RECORDS SHOWN
★ ★ ★
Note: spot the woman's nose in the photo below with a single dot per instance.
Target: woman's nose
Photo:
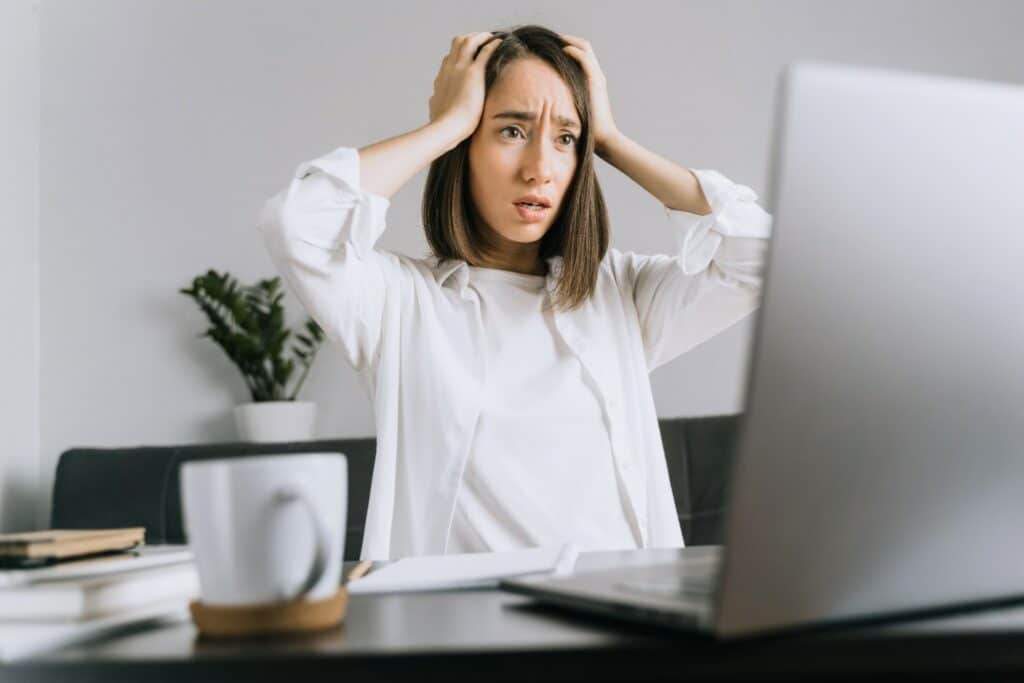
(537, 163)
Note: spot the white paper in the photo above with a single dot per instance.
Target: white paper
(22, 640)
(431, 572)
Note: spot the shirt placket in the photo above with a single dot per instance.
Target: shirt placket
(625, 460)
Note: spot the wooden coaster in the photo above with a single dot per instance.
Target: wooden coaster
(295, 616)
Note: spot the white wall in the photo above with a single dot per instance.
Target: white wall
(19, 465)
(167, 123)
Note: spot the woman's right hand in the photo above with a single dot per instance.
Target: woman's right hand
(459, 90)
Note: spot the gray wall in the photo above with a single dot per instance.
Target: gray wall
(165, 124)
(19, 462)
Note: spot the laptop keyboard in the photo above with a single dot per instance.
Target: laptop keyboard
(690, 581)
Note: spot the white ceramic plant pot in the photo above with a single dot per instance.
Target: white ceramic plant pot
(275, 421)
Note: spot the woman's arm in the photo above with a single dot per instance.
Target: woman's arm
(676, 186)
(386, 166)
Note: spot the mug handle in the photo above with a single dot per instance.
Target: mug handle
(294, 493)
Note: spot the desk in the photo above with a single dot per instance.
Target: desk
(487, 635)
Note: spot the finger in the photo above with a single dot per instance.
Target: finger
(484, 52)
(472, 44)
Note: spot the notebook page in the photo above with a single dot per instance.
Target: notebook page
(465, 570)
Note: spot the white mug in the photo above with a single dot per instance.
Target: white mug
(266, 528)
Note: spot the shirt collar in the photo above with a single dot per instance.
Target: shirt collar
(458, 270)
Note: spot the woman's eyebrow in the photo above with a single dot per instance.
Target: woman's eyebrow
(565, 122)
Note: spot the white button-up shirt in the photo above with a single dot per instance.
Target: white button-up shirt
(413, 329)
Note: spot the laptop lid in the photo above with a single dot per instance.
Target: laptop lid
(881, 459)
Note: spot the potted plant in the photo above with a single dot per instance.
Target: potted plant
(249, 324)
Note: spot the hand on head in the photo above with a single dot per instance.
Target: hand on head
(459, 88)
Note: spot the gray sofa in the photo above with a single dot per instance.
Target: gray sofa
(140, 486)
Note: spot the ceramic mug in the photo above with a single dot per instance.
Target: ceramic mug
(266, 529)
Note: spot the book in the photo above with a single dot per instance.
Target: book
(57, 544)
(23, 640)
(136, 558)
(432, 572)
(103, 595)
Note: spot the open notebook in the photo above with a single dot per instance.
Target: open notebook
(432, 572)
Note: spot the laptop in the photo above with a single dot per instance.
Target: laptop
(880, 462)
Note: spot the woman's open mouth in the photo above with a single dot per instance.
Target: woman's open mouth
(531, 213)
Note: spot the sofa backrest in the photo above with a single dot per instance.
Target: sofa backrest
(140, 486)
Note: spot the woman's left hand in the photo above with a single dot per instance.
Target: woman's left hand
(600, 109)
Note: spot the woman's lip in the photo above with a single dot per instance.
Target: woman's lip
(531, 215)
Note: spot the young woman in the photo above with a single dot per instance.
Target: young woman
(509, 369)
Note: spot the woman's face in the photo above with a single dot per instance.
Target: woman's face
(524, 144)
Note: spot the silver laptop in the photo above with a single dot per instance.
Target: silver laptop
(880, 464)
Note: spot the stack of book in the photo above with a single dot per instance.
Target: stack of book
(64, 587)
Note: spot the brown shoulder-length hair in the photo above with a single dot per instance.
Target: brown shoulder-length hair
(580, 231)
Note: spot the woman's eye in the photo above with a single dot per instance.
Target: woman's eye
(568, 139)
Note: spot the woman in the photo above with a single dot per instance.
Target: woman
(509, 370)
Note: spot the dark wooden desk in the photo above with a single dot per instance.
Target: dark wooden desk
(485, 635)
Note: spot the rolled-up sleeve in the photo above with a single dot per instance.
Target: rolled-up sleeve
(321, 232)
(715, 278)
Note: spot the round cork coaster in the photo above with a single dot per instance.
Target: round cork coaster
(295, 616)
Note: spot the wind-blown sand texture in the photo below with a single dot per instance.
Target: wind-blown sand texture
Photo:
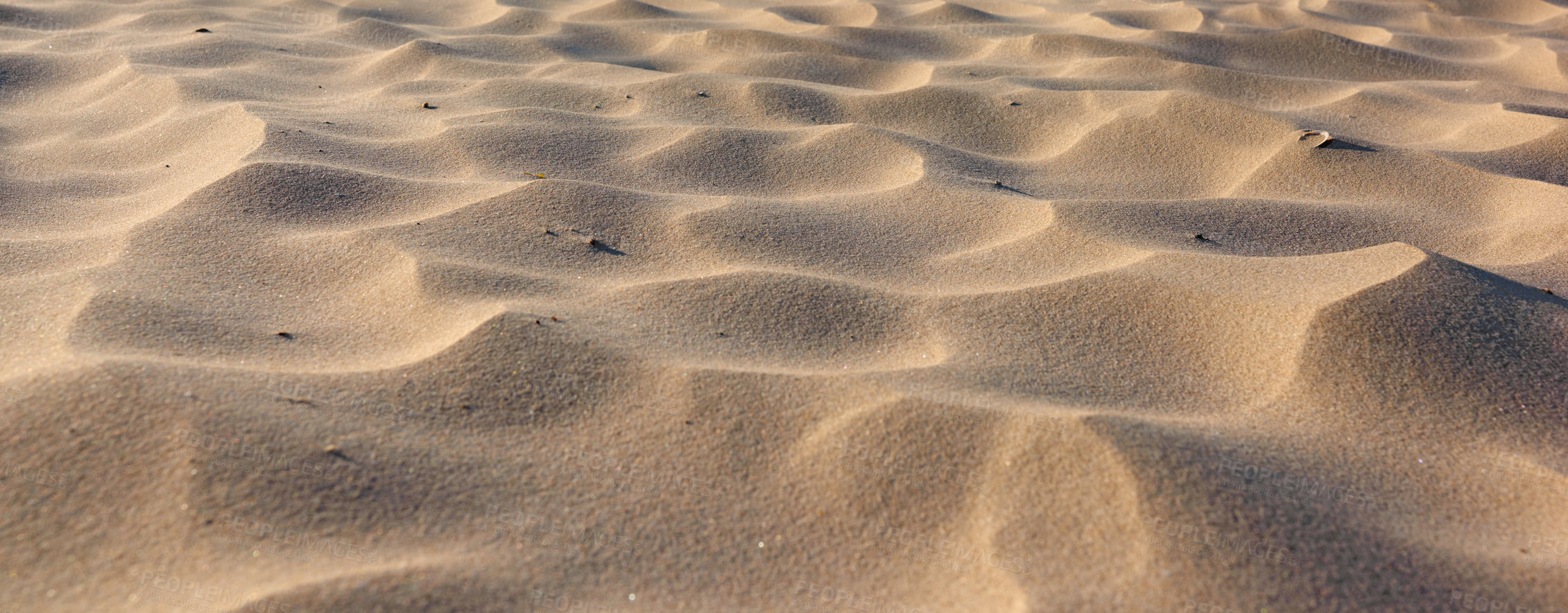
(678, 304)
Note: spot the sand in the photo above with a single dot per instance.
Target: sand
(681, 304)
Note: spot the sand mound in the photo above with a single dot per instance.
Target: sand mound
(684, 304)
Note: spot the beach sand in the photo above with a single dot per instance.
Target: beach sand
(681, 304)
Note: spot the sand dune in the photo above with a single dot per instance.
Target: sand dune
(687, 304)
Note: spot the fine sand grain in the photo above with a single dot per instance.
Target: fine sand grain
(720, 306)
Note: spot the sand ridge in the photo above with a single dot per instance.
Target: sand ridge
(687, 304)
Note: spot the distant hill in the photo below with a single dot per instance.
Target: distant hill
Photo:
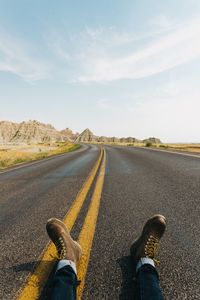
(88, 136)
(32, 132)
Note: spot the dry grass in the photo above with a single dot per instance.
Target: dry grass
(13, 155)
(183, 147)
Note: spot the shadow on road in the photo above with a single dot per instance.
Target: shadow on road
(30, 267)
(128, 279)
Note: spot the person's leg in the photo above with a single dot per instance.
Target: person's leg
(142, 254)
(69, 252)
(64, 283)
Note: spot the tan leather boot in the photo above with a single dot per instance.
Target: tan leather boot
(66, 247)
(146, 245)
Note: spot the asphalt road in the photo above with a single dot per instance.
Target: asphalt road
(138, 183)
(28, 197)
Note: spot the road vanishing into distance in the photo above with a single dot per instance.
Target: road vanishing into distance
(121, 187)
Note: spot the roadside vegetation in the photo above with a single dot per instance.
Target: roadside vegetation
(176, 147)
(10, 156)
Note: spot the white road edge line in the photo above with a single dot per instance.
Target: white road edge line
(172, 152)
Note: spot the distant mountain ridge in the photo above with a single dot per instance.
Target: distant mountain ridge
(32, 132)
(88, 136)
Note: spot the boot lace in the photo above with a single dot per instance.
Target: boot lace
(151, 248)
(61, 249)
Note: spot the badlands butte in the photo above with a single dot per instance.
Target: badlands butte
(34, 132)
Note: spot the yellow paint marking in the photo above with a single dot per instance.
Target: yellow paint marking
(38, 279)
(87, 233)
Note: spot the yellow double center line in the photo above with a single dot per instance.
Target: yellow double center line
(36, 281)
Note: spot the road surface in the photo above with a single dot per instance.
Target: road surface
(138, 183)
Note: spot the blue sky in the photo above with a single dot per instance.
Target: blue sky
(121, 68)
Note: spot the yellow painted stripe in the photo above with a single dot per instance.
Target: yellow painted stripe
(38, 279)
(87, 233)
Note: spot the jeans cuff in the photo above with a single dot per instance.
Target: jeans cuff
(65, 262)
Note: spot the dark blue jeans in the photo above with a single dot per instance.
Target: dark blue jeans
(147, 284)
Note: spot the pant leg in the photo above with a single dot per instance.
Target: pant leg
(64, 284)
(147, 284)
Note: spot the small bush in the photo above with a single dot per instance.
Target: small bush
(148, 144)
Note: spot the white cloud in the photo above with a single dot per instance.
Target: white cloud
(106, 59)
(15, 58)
★ ★ ★
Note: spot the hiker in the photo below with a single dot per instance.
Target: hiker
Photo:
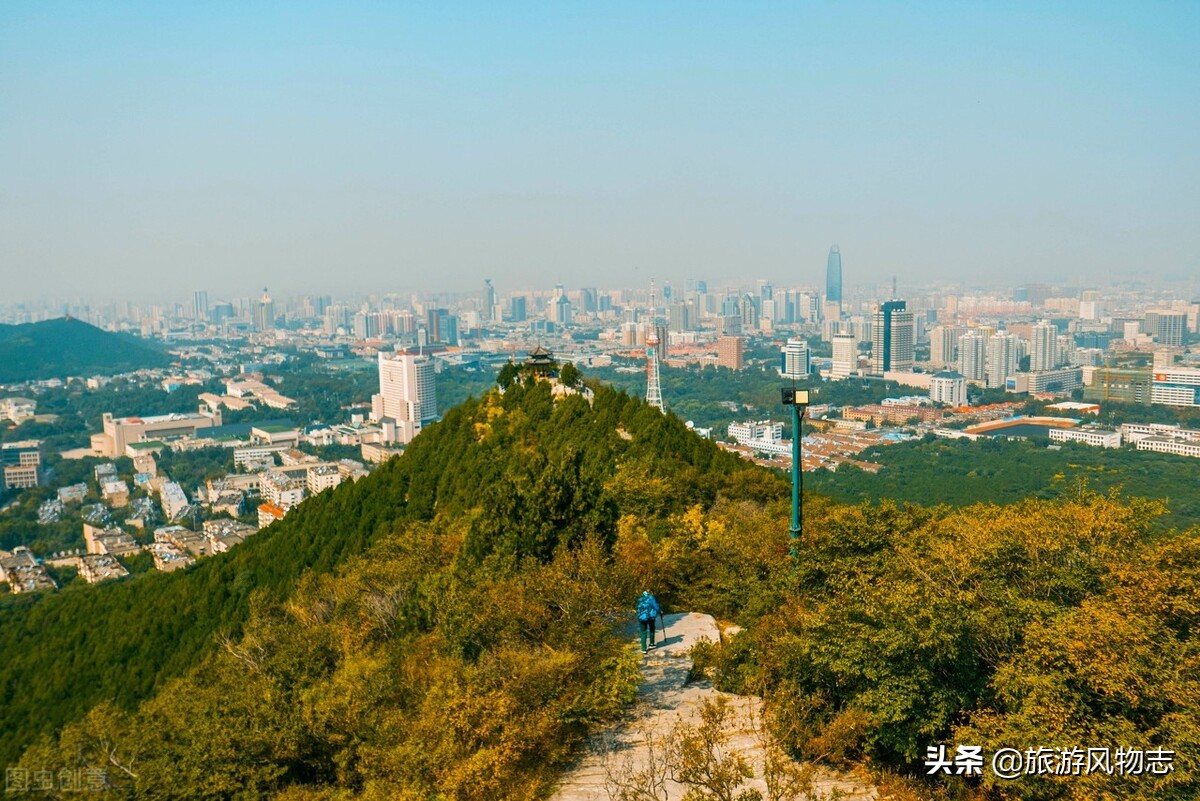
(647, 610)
★ ★ ★
WHAT TO PRODUCE
Gather from the data above every line with the string "hill".

ANSWER
Note: spot the distant hill in the photo below with a single dot per instance.
Target: distant hill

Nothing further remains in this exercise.